Convert every line of the entries below into a JSON list of strings, with one string for each line and no blank lines. Leave the pictures out of the answer.
--- Input rows ---
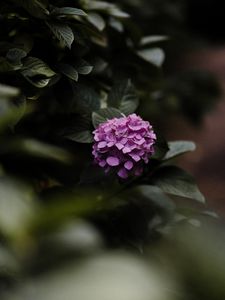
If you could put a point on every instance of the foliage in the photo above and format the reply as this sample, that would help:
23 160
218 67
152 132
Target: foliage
65 68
---
• [Task answer]:
[
  "If you could put a point on every instance of the foliage in the photo above and format the reply as this sample, that would help:",
  "23 160",
  "218 67",
  "152 132",
  "Target: foliage",
  "65 68"
]